### Given text
§ §
Dear friends near and far,

As always, I hope this message finds you well, healthy and happy, as I am. On today’s Guru Rinpoche Day, I would like to share with you some more words of advice from Dza Patrül Rinpoche:

Feigning the meditation and recitation of generation and completion
Without practicing all-important bodhicitta for a single session,
One is but masquerading as a practitioner
Whose word is worth nine villages full of bullshit.

Some of you may be practicing Dharma, maintaining sessions, meditating and so on… Whatever you may be doing, the most important is always your motivation. As Patrül Rinpoche says, no matter what and how much you practice, without bodhicitta, all of it is pointless, and you are really just posing as a practitioner. Therefore, whether you are practicing Sutra or Mantra, all of your practice should be suffused with the motivation of bodhicitta. And bodhicitta arises from compassion, which must stem from a sincere heart. This is probably the most difficult point for all of us, but it is also the most important.
§ §
### Information shown
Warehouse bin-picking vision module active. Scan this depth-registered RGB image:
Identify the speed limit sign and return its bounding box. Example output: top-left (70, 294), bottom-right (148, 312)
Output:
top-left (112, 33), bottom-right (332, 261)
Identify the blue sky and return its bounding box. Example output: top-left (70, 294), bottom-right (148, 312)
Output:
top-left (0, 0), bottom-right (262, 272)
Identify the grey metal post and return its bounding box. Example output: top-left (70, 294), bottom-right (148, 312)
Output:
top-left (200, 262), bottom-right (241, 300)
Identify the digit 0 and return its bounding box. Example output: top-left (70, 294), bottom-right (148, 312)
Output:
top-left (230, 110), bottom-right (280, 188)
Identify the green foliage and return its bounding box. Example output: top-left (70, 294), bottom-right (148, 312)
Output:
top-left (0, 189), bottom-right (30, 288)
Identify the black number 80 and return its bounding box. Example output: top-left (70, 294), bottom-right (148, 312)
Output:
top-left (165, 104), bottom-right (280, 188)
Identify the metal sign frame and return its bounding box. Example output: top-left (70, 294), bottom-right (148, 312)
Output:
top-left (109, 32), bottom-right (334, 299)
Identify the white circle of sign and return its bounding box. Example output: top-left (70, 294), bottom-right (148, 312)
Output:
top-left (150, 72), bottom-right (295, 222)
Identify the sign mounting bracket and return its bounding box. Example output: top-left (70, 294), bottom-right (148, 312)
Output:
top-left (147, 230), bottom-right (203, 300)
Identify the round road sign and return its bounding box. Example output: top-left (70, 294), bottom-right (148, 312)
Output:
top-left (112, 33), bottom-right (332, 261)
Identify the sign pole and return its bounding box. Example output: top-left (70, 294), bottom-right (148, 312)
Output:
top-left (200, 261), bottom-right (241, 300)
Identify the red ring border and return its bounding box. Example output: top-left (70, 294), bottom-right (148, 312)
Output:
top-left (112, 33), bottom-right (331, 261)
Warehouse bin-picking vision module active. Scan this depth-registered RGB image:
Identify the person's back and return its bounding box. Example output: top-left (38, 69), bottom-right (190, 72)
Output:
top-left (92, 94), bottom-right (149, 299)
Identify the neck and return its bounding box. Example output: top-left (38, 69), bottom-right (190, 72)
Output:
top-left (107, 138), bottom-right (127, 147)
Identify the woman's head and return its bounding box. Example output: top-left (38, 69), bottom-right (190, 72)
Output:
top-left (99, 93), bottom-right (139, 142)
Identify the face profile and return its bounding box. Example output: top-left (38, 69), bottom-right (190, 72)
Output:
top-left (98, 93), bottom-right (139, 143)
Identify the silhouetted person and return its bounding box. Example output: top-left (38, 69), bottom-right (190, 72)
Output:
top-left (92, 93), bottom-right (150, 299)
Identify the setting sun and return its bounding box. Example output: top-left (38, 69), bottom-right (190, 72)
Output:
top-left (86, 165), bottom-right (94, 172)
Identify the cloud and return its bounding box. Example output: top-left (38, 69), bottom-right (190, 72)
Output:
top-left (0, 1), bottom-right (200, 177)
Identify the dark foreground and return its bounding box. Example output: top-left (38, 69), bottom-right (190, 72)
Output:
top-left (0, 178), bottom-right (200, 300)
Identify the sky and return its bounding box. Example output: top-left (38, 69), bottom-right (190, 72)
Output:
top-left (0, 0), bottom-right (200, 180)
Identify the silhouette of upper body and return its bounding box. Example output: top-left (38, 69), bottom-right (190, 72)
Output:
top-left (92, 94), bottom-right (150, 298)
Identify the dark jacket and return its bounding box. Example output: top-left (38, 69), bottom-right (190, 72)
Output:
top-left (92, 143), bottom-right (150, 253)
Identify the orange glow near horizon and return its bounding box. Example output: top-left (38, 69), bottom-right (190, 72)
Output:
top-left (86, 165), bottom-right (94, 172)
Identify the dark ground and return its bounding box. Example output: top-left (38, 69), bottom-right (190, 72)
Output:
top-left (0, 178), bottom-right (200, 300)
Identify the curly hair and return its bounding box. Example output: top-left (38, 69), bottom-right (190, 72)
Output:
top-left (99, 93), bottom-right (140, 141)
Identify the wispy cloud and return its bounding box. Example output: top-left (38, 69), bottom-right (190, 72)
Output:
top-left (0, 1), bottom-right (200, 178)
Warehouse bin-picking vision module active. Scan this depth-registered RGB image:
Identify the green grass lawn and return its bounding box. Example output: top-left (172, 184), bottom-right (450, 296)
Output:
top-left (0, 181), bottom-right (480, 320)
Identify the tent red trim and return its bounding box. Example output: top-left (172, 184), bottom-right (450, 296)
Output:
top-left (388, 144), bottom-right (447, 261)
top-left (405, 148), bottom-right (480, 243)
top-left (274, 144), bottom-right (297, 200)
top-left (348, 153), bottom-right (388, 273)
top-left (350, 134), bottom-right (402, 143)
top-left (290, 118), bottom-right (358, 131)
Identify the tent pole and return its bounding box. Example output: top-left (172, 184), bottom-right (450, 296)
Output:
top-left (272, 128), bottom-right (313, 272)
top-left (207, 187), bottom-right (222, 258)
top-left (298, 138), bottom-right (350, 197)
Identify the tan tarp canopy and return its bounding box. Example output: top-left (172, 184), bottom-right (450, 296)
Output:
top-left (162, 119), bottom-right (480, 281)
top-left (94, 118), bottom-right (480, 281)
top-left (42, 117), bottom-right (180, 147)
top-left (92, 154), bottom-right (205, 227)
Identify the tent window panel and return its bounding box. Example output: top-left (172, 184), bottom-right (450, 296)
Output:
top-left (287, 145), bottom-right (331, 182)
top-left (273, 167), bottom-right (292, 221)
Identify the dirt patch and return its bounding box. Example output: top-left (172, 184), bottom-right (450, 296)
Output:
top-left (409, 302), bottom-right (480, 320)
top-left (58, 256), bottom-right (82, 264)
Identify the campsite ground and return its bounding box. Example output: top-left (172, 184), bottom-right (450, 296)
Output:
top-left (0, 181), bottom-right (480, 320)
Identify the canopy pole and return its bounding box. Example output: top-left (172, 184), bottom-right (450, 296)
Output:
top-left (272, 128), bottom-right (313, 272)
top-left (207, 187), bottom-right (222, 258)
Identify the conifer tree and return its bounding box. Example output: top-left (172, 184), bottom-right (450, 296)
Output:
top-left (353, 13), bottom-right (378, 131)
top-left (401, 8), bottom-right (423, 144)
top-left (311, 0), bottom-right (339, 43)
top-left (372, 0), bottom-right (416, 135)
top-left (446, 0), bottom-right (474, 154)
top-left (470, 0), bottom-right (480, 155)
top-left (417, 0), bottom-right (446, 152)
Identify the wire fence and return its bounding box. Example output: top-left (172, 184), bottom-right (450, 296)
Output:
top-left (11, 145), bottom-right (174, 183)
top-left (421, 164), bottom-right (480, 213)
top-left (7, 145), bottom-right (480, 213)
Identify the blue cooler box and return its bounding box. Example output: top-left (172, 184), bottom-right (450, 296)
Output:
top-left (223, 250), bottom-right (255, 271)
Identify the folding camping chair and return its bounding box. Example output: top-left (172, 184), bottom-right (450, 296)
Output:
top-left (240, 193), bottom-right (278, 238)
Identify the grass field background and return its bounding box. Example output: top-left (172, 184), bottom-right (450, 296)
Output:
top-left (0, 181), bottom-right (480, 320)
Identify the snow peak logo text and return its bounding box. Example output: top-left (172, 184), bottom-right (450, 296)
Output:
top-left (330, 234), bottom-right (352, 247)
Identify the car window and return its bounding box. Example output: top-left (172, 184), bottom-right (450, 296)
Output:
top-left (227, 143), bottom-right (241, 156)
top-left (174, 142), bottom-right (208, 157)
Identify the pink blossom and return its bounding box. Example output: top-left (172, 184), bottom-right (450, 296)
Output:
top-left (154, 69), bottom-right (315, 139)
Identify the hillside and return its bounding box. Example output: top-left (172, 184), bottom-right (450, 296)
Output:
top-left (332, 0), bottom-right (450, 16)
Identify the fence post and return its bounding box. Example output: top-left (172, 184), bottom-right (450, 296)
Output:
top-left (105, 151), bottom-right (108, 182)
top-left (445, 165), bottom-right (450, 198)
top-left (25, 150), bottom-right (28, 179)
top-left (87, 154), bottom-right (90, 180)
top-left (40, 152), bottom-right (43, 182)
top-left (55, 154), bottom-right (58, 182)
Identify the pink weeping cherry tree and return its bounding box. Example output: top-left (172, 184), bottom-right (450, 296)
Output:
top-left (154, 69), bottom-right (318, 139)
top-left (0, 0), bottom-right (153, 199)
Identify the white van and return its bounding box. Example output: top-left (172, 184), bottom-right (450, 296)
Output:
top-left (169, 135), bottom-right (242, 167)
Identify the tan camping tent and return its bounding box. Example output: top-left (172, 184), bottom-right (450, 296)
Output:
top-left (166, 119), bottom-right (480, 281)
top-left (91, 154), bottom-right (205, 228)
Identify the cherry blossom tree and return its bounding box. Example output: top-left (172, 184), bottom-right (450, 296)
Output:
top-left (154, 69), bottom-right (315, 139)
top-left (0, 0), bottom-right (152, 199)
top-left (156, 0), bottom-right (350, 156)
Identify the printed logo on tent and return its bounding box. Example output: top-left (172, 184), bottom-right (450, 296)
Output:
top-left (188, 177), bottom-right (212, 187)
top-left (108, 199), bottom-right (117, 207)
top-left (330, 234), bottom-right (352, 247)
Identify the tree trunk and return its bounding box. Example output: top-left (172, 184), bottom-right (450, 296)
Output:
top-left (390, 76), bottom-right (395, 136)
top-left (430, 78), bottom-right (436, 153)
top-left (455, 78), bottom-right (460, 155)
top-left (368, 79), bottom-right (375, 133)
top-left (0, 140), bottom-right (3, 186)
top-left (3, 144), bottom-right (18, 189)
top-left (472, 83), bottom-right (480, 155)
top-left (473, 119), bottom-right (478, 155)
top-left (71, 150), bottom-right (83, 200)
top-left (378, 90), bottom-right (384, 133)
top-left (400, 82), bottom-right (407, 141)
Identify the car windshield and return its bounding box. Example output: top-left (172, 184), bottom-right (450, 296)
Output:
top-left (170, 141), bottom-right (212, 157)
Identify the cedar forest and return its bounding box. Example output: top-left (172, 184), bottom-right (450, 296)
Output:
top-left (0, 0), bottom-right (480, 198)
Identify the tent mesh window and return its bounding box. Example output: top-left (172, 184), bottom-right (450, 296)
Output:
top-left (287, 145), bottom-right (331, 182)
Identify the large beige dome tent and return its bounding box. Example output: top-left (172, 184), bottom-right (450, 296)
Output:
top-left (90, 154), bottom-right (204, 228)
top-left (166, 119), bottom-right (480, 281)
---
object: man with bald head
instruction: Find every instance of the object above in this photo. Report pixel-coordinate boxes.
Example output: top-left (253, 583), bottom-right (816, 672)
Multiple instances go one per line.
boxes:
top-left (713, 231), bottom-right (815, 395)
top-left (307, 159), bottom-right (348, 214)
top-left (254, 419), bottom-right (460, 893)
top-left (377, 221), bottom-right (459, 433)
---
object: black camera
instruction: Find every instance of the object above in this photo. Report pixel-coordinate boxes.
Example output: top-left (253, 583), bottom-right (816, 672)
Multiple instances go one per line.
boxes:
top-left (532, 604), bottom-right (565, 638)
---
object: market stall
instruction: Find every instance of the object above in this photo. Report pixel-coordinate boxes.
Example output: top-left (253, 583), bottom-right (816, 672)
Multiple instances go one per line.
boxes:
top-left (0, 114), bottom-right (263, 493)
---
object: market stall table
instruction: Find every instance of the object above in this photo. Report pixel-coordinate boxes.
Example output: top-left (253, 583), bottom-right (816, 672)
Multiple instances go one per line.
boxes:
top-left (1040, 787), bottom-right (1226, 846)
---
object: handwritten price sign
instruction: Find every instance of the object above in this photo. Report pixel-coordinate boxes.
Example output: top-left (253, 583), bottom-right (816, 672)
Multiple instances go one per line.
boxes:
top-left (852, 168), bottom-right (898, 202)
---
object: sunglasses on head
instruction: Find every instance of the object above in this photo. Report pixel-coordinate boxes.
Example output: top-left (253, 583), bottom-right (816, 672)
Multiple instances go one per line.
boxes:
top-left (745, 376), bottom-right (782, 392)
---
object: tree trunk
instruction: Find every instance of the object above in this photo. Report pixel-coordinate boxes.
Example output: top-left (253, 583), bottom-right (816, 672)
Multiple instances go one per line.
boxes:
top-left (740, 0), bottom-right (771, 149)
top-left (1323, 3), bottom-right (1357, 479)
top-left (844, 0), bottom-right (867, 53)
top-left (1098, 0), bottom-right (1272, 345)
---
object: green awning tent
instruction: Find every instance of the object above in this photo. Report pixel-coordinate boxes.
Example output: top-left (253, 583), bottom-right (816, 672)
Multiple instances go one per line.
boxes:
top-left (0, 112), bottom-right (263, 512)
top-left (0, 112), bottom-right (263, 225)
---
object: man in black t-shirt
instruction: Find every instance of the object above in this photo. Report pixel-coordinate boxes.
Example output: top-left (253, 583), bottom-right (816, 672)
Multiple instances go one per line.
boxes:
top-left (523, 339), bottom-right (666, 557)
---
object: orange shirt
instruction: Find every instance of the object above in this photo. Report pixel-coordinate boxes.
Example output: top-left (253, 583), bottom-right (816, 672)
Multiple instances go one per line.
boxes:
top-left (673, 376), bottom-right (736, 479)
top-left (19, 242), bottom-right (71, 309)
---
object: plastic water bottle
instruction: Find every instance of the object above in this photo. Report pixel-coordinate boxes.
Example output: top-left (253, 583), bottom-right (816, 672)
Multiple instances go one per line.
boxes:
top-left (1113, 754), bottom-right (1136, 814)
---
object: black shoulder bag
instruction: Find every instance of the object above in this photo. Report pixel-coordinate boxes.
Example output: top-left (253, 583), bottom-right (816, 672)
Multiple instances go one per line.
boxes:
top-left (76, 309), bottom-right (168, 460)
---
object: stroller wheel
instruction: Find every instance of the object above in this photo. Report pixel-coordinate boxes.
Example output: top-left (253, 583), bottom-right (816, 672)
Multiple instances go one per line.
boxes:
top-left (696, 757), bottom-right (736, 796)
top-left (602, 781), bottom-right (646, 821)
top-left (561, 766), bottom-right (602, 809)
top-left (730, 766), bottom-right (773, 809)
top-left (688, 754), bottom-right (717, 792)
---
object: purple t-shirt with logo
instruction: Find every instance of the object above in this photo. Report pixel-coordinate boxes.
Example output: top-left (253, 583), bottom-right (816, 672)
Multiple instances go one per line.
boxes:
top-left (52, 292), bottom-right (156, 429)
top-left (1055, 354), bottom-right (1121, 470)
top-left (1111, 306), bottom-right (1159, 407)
§ §
### Written task A
Return the letter on bodhicitta in full, word for word.
### Written task B
Output the records from their beginning through the line containing "top-left (0, 0), bottom-right (262, 272)" as a two-column CSV with the headers request and answer. Write one row per request, put each field in quotes, and replace line breaks with spaces.
These records are unrelated to the letter above them.

### Full solution A
Dear friends near and far,

As always, I hope this message finds you well, healthy and happy, as I am. On today’s Guru Rinpoche Day, I would like to share with you some more words of advice from Dza Patrül Rinpoche:

Feigning the meditation and recitation of generation and completion
Without practicing all-important bodhicitta for a single session,
One is but masquerading as a practitioner
Whose word is worth nine villages full of bullshit.

Some of you may be practicing Dharma, maintaining sessions, meditating and so on… Whatever you may be doing, the most important is always your motivation. As Patrül Rinpoche says, no matter what and how much you practice, without bodhicitta, all of it is pointless, and you are really just posing as a practitioner. Therefore, whether you are practicing Sutra or Mantra, all of your practice should be suffused with the motivation of bodhicitta. And bodhicitta arises from compassion, which must stem from a sincere heart. This is probably the most difficult point for all of us, but it is also the most important.

### Full solution B
request,answer
"Warehouse bin-picking vision module active. Scan this depth-registered RGB image: Identify the speed limit sign and return its bounding box. Example output: top-left (70, 294), bottom-right (148, 312) Output:","top-left (112, 33), bottom-right (332, 261)"
"Identify the blue sky and return its bounding box. Example output: top-left (70, 294), bottom-right (148, 312) Output:","top-left (0, 0), bottom-right (262, 272)"